*** The data ***
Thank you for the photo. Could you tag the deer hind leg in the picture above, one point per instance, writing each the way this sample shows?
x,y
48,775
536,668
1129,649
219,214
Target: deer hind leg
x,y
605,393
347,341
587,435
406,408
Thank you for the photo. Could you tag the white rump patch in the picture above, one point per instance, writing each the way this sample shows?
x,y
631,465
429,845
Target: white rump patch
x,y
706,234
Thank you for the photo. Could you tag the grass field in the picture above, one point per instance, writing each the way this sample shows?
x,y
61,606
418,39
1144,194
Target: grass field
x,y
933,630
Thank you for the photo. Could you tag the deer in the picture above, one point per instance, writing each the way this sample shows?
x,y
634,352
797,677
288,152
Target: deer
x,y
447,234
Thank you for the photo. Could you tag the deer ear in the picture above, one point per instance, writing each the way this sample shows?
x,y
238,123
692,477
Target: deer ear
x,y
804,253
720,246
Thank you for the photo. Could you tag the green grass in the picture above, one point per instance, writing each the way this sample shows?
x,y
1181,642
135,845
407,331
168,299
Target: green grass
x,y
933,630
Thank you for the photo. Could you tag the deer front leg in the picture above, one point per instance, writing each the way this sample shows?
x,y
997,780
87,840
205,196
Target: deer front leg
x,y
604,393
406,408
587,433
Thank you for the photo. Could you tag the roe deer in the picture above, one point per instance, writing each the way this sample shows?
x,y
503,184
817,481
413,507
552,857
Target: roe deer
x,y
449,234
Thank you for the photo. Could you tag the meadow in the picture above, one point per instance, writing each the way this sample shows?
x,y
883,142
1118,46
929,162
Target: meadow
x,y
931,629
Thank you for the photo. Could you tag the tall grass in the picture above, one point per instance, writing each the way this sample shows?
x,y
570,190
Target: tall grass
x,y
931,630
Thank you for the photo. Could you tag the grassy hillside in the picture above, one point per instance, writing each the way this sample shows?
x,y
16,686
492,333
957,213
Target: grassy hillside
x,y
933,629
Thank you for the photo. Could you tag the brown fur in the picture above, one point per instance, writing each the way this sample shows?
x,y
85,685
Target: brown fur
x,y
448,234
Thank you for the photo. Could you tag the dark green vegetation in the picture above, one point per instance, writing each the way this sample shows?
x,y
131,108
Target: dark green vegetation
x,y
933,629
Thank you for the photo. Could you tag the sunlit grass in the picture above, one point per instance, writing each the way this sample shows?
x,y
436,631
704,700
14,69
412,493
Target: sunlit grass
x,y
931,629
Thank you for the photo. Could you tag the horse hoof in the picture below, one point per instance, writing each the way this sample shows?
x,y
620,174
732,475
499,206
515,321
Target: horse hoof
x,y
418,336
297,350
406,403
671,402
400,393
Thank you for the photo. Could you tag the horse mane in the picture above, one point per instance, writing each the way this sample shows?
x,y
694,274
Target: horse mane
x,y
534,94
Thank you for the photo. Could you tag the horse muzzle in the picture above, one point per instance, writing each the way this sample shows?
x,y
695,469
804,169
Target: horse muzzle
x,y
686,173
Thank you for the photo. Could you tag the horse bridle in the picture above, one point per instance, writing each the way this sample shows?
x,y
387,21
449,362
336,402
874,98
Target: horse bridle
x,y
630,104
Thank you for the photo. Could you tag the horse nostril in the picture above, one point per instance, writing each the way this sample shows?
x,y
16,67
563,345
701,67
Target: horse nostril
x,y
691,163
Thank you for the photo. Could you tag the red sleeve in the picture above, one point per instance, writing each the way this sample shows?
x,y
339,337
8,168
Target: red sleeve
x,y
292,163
*** End of The data ***
*** The data ***
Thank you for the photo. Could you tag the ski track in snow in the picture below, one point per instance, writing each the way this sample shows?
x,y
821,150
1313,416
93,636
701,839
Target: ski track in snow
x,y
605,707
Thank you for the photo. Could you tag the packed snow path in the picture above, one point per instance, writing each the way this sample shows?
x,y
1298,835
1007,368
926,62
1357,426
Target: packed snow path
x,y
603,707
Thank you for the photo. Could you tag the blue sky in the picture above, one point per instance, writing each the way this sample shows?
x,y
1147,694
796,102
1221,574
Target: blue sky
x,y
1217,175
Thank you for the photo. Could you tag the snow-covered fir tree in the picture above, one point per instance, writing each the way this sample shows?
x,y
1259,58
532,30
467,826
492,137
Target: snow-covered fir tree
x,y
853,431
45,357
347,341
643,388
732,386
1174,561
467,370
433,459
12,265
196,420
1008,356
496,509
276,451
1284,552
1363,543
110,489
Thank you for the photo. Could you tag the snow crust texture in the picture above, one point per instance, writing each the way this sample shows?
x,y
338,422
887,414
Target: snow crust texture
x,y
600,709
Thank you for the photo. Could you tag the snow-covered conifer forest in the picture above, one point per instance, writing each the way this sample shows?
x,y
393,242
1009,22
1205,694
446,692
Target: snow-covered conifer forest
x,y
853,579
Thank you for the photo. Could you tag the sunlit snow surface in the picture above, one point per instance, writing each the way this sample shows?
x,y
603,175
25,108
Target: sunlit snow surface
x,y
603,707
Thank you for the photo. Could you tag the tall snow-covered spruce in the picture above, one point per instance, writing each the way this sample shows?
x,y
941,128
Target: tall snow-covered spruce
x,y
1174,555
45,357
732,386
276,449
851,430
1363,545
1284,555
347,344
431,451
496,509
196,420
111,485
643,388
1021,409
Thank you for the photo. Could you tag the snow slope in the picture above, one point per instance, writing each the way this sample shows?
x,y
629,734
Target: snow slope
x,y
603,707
*** End of The data ***
*** The data ***
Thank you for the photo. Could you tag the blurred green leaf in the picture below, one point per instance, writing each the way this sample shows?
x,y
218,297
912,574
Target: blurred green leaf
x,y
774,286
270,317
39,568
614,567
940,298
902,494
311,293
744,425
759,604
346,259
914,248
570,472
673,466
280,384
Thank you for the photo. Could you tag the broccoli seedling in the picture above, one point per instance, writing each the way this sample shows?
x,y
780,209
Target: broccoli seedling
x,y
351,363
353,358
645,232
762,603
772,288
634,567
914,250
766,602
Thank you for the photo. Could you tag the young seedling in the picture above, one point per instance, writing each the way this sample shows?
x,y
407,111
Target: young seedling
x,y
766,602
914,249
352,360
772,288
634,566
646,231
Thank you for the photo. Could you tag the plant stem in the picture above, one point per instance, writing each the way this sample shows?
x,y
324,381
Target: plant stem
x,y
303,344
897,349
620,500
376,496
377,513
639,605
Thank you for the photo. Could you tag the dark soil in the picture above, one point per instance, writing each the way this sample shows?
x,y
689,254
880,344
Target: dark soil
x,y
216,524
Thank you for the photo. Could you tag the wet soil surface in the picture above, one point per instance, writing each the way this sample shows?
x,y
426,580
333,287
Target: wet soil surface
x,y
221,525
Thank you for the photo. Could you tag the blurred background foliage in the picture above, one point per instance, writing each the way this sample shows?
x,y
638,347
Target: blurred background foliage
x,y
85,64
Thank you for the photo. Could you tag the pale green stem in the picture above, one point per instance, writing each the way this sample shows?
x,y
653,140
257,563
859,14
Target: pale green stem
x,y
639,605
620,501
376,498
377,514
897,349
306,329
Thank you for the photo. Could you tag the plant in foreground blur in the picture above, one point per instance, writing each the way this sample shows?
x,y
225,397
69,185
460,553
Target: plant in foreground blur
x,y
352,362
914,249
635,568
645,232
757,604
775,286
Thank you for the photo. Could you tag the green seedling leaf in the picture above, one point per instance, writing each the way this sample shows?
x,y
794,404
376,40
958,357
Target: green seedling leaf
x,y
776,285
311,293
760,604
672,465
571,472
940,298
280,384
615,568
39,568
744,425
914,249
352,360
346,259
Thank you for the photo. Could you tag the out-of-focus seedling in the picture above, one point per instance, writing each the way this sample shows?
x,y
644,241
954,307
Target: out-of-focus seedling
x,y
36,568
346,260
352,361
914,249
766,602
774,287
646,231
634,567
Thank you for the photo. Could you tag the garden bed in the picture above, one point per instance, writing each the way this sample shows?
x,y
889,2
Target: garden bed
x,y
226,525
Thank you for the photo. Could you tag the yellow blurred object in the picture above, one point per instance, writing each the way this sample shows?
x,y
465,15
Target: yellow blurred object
*** End of The data ***
What is needed -
In the material above, which lines contain "object"? Copy each of them.

Answer to this problem -
Thank you for the photo. Could you tag the yellow blurred object in the picture above, one point per instance, writing each the way this sample shows?
Target: yellow blurred object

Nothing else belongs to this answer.